━━━ DOCUMENTO DI PARTENZA ━━━
Il principio sulla colpa per l'omessa diagnosi differenziale non appare però superfluo, anche se compreso nell'altro di carattere più generale sull'omessa diagnosi corretta. Tutt'altro: il principio pone la netta pretesa per la diagnosi differenziale e offre una precisazione che rende chiarezza sia agli operatori giuridici che ai medici. E per questa ragione è auspicabile in giurisprudenza un suo più frequente richiamo.
Con il principio gli operatori giuridici dispongono di un criterio di giudizio che, proprio per la sua chiarezza, evita i noti discorsi confusiogeni, basati sul fatto che il medico si è comunque impegnato, in ipotesi anche facendo tanto, nell'approfondimento del caso clinico.
Dal principio emerge invece per i medici, in modo altrettanto chiaro, l'obbligo di approfondire diagnosticamente e l'obbligo di escludere un'ipotesi di malattia soltanto quando questa sia da escludere in base a letteratura. Un perentorio messaggio giurisprudenziale che funge da monito, ma non mortifica di certo l'esperienza che il medico mano mano acquisisce e che pure gioca un ruolo fondamentale nell'esclusione di ipotesi diagnostiche alternative.
━━━ DATI DA ESAMINARE ━━━
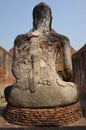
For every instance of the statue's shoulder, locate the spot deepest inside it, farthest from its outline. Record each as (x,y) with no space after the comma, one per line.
(22,38)
(60,36)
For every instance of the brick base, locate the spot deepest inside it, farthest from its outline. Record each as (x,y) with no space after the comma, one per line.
(58,116)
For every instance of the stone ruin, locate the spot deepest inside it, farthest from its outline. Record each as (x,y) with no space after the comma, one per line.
(38,88)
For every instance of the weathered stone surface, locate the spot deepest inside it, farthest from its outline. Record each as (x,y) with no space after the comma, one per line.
(6,77)
(37,83)
(79,69)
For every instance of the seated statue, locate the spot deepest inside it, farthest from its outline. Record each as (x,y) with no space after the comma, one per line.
(37,83)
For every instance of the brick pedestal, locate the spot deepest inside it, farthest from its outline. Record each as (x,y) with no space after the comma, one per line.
(58,116)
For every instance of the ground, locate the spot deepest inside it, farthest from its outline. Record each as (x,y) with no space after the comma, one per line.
(81,124)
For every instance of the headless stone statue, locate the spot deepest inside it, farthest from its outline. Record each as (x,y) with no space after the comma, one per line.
(37,83)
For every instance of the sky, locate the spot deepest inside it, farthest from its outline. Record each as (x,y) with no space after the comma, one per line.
(69,19)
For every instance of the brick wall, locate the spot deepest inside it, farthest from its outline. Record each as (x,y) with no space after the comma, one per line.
(6,77)
(79,69)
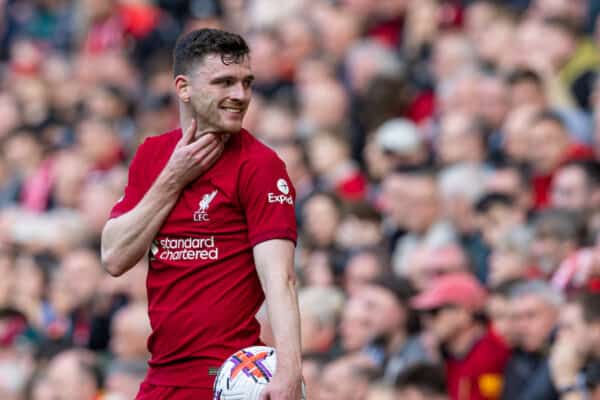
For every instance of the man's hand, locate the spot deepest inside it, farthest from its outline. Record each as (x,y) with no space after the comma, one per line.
(283,387)
(192,157)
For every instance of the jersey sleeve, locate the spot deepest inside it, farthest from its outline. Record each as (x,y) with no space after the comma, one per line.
(138,181)
(267,197)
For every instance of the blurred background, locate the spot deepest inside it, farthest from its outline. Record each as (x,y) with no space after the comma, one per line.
(445,156)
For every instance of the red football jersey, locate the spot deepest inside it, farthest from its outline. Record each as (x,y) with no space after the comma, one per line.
(203,288)
(478,375)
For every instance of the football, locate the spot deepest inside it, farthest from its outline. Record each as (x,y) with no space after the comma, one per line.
(245,373)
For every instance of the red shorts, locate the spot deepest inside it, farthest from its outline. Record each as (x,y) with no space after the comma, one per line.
(149,391)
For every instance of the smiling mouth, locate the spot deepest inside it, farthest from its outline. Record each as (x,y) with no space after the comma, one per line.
(234,110)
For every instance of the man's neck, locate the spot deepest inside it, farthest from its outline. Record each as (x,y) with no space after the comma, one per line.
(185,118)
(396,341)
(462,343)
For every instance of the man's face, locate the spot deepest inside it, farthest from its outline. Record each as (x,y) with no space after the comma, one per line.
(446,322)
(570,189)
(498,309)
(220,93)
(572,326)
(415,393)
(355,330)
(549,252)
(423,203)
(384,314)
(339,382)
(550,143)
(534,320)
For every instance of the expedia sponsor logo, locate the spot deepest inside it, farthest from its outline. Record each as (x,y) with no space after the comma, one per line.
(186,249)
(281,197)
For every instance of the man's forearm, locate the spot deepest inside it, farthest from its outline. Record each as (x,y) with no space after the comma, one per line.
(126,239)
(282,306)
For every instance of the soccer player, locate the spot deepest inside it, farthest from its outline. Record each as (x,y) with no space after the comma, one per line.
(214,210)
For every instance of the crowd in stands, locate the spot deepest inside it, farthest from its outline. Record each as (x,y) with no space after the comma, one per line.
(446,159)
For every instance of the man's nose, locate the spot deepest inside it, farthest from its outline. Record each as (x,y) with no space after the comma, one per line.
(240,92)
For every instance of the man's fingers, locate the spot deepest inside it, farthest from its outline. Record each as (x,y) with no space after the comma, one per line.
(209,155)
(204,141)
(188,134)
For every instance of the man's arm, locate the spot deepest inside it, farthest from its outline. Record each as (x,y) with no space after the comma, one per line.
(275,265)
(127,238)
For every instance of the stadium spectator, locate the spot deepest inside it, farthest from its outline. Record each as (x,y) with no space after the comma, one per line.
(452,312)
(422,382)
(535,309)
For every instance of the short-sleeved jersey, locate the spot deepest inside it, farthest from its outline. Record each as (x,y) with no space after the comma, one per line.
(203,288)
(478,375)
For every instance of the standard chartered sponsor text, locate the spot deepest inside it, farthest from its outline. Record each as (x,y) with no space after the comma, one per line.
(175,249)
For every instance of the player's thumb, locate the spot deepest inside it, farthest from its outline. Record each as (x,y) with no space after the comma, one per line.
(188,133)
(264,394)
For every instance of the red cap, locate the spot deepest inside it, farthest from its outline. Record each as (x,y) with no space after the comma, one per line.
(460,289)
━━━
CONSEGNA:
Prosegui il testo sulla colpa medica per omessa diagnosi differenziale, ripartendo subito dopo la sua ultima frase.

RISPOSTA:
E' noto, e non solo in medicina, che l'esperienza che vale è solo quella che cresce insieme allo studio, per fondersi insieme nella competenza professionale.
[1] Si richiama in motivazione Cass. IV, 8 novembre (29 novembre) 1988, n. 11651, in C.e.d. Cass. Rv. 179815
[2] Si richiama in motivazione Cass. IV, 29 novembre 2005 (3 febbraio 2006) n. 4452, Campanile, est. Colombo, in GIUNTA ed altri, Il diritto penale della medicina nella giurisprudenza di legittimità, E.S.I., 2011
[3] Cass. IV, 25 febbraio (7 aprile) 2010, n. 13076, Serra, est. Brusco, in Il diritto penale della medicina cit.
[4] Cass. IV, 10 dicembre 2009 (16 febbraio 2010), n. 6215, Pappadà, est. Brusco, in Il diritto penale della medicina cit.
[5] Cass. IV, 12 febbraio (26 marzo) 2004, n. 14881, Ferranti, est. Palmieri, in Il diritto penale della medicina cit.
[6] Cass. IV, 25 febbraio (7 aprile) 2010, n. 13076, Serra, est. Brusco, in Il diritto penale della medicina cit.
[7] Cass. IV, 10 luglio 2009 (16 febbraio 2010) n. 6197, D'Agostino, est. Romis, in Il diritto penale della medicina cit.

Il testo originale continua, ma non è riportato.